| Assignment |
The listing below must be returned in full and unchanged, without the images it carries.

| Information provided |
:::::

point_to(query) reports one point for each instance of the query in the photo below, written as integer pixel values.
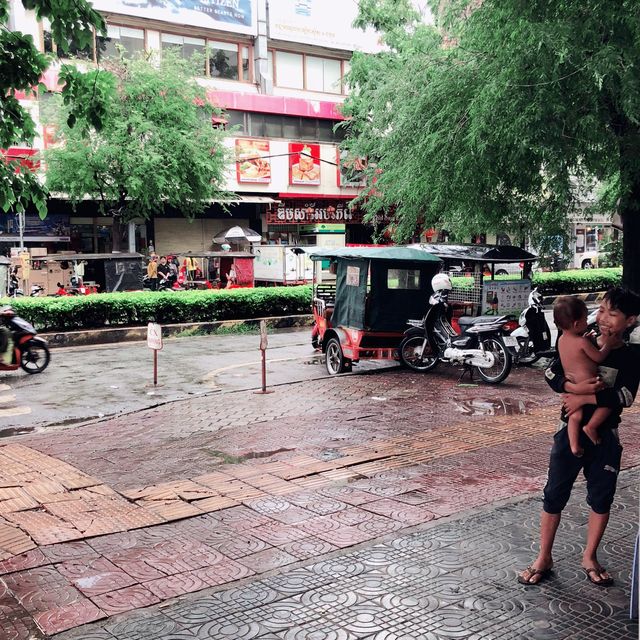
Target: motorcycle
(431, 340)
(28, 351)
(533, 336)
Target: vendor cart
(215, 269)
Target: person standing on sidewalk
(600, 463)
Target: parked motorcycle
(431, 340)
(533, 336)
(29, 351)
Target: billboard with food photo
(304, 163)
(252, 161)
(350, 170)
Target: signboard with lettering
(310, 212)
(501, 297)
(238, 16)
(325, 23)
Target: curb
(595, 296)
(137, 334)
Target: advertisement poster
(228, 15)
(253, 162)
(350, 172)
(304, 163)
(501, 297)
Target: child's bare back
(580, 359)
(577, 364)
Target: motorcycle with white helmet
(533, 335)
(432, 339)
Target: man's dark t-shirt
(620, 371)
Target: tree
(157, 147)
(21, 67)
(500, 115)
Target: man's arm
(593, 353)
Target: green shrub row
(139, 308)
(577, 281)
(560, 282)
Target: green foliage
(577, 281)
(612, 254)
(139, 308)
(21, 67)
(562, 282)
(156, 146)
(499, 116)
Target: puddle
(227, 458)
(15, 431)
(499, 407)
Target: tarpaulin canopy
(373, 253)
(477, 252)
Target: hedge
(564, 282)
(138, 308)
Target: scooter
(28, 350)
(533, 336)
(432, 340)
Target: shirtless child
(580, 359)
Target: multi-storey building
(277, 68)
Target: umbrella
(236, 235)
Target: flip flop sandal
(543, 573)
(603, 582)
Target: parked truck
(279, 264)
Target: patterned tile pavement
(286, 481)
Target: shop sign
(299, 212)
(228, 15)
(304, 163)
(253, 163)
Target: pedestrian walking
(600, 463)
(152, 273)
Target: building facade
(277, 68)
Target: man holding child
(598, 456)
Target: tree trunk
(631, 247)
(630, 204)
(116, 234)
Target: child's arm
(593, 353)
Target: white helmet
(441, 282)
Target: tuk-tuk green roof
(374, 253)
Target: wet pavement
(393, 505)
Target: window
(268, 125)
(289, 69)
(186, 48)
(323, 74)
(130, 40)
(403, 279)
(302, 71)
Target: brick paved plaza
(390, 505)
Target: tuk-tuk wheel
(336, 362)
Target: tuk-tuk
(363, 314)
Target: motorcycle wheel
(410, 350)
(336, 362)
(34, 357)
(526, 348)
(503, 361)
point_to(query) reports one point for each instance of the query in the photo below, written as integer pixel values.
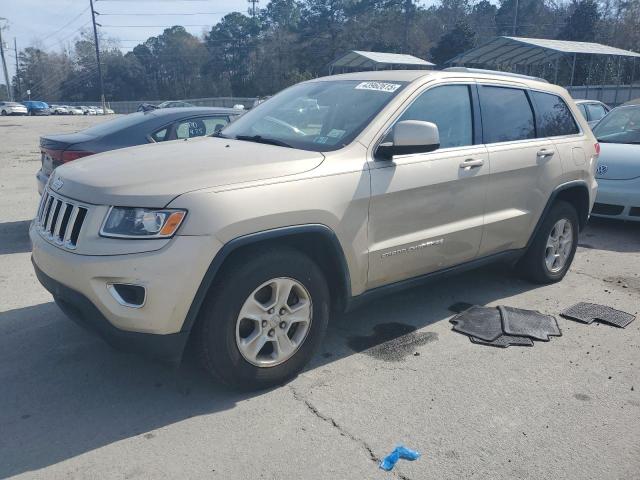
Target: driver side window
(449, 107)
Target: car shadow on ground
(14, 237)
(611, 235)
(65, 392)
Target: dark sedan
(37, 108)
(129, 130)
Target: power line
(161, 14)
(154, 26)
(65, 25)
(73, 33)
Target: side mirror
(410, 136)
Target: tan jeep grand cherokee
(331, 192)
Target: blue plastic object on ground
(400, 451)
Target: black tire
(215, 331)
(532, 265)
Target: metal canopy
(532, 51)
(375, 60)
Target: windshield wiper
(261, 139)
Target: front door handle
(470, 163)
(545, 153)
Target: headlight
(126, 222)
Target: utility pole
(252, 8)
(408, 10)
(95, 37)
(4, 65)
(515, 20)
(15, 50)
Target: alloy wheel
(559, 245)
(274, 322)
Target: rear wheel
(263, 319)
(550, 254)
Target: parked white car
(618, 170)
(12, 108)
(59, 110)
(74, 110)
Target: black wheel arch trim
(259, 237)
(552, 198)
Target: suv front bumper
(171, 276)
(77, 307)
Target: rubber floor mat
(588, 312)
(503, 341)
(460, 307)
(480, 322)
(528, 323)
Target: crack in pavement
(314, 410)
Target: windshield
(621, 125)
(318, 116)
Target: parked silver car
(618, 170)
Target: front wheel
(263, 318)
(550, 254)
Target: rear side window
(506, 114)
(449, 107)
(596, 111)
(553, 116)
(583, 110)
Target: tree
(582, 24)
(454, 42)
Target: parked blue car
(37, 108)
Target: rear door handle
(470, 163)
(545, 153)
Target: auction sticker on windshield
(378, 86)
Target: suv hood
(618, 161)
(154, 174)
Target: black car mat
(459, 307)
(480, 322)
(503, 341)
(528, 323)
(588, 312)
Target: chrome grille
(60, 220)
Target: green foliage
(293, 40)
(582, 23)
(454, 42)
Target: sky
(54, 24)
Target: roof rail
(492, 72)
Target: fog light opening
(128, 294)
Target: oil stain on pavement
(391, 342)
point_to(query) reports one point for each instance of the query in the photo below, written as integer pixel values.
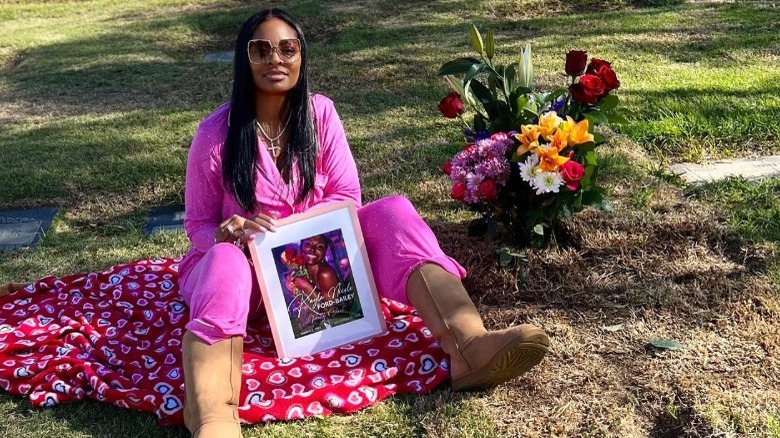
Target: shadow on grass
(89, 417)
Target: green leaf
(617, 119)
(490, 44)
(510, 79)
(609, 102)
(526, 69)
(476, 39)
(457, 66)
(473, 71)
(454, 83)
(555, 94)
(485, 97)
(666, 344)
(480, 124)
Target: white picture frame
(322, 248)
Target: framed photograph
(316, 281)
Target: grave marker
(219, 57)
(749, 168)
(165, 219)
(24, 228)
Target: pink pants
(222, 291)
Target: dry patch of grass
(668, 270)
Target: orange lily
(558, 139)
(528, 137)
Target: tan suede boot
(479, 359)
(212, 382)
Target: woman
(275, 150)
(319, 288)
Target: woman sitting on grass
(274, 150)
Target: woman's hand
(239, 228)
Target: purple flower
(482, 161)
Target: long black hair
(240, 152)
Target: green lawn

:::::

| Finished exercise |
point_to(query) reports one point for each instance of the query in the photo below, written as integer pixel values.
Target: motorcycle
(431, 340)
(28, 351)
(533, 336)
Target: vendor cart
(215, 269)
Target: person standing on sidewalk
(600, 463)
Target: parked motorcycle
(431, 340)
(533, 336)
(29, 351)
Target: billboard with food photo
(304, 163)
(252, 161)
(350, 170)
Target: signboard with lettering
(310, 212)
(501, 297)
(238, 16)
(325, 23)
Target: curb
(595, 296)
(137, 334)
Target: advertisement poster
(228, 15)
(253, 162)
(350, 172)
(304, 163)
(501, 297)
Target: child's bare back
(580, 359)
(577, 364)
Target: motorcycle with white helmet
(533, 335)
(432, 339)
Target: man's dark t-shirt
(620, 371)
Target: tree
(157, 147)
(21, 67)
(500, 115)
Target: man's arm
(593, 353)
Target: green shrub row
(139, 308)
(577, 281)
(560, 282)
Target: green foliage
(577, 281)
(612, 254)
(139, 308)
(21, 67)
(562, 282)
(156, 146)
(499, 116)
Target: puddle
(227, 458)
(15, 431)
(499, 407)
Target: tarpaulin canopy
(373, 253)
(477, 252)
Target: hedge
(564, 282)
(138, 308)
Target: scooter
(28, 350)
(533, 336)
(432, 340)
Target: shirtless child
(580, 359)
Target: multi-storey building
(277, 68)
Target: umbrella
(236, 235)
Target: flip flop sandal
(543, 573)
(603, 582)
Target: parked truck
(279, 264)
Target: patterned tile pavement
(286, 481)
Target: shop sign
(299, 212)
(228, 15)
(304, 163)
(253, 163)
Target: pedestrian walking
(600, 463)
(152, 273)
Target: building facade
(277, 68)
Target: man holding child
(598, 456)
Target: tree trunk
(631, 247)
(630, 204)
(116, 234)
Target: child's arm
(593, 353)
Target: white helmet
(441, 282)
Target: tuk-tuk green roof
(374, 253)
Target: wet pavement
(393, 505)
Target: window
(268, 125)
(289, 69)
(186, 48)
(323, 74)
(130, 40)
(403, 279)
(302, 71)
Target: brick paved plaza
(390, 505)
Target: tuk-tuk wheel
(336, 362)
Target: tuk-tuk
(363, 314)
Target: motorcycle wheel
(410, 350)
(336, 362)
(34, 357)
(526, 348)
(503, 361)
point_to(query) reports one point for each instance of the query in the photo below, written as integer pixel values.
Target: driver side window
(449, 107)
Target: car shadow on ground
(14, 237)
(611, 235)
(65, 392)
Target: dark sedan
(37, 108)
(129, 130)
Target: power line
(161, 14)
(154, 26)
(65, 25)
(73, 33)
Target: side mirror
(410, 136)
Target: tan jeep grand cherokee
(331, 192)
Target: blue plastic object on ground
(400, 451)
Target: black tire
(215, 331)
(532, 265)
Target: metal canopy
(532, 51)
(375, 60)
Target: windshield wiper
(261, 139)
Target: front door handle
(470, 163)
(545, 153)
Target: headlight
(126, 222)
Target: utility pole
(252, 8)
(408, 10)
(95, 37)
(4, 65)
(515, 20)
(15, 50)
Target: alloy wheel
(559, 245)
(274, 322)
Target: rear wheel
(263, 319)
(550, 254)
Target: parked white car
(618, 170)
(12, 108)
(59, 110)
(74, 110)
Target: black wheel arch trim
(259, 237)
(552, 198)
Target: suv front bumper
(171, 276)
(77, 307)
Target: rubber floor mat
(588, 312)
(503, 341)
(460, 307)
(480, 322)
(528, 323)
Target: crack in pavement
(314, 410)
Target: windshield
(621, 125)
(318, 116)
Target: parked silver car
(618, 170)
Target: front wheel
(263, 318)
(550, 254)
Target: rear side window
(506, 114)
(449, 107)
(596, 111)
(553, 116)
(583, 110)
Target: tree
(582, 24)
(454, 42)
Target: parked blue car
(37, 108)
Target: rear door handle
(470, 163)
(545, 153)
Target: auction sticker on windshield
(378, 86)
Target: suv hood
(618, 161)
(154, 174)
Target: black car mat
(459, 307)
(480, 322)
(503, 341)
(528, 323)
(588, 312)
Target: chrome grille
(60, 220)
Target: green foliage
(293, 40)
(582, 23)
(454, 42)
Target: sky
(54, 24)
Target: roof rail
(492, 72)
Target: fog light opening
(128, 294)
Target: oil stain on pavement
(391, 342)
point_to(query) reports one point for each instance of the query in the photo below, written as integer pixel values.
Target: shadow on grass
(89, 417)
Target: green leaf
(617, 119)
(490, 44)
(510, 79)
(609, 102)
(526, 69)
(476, 39)
(457, 66)
(473, 71)
(454, 83)
(555, 94)
(485, 97)
(666, 344)
(480, 124)
Target: white picture frame
(322, 248)
Target: framed photograph
(316, 281)
Target: grave marker
(219, 57)
(749, 168)
(165, 219)
(24, 228)
Target: pink pants
(222, 291)
Target: dry patch of grass
(668, 270)
Target: orange lily
(558, 139)
(528, 137)
Target: tan suede boot
(479, 359)
(212, 382)
Target: woman
(275, 150)
(319, 288)
Target: woman sitting on grass
(274, 150)
Target: woman's hand
(239, 228)
Target: purple flower
(482, 161)
Target: long black hair
(240, 152)
Target: green lawn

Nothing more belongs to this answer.